* Problem statement
Turn each line of the listing below into a Markdown table with the columns "No." and "Text", skipping any blank lines.

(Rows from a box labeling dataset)
--*--
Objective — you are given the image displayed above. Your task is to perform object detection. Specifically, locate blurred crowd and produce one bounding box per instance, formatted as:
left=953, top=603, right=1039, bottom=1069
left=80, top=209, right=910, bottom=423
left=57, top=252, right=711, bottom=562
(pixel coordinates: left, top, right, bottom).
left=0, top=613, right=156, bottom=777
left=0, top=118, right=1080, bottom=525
--*--
* Reply
| No. | Text |
|---|---|
| 1 | Objective — you are given the image displayed above. Your task is to perform object detection. Specifically, locate blurred crowd and produce one bounding box per instance, formatted as: |
| 2 | left=953, top=603, right=1039, bottom=1069 |
| 3 | left=80, top=209, right=910, bottom=423 |
| 4 | left=57, top=252, right=711, bottom=562 |
| 5 | (pixel coordinates: left, top, right, bottom). |
| 6 | left=0, top=613, right=156, bottom=777 |
| 7 | left=0, top=118, right=1080, bottom=525 |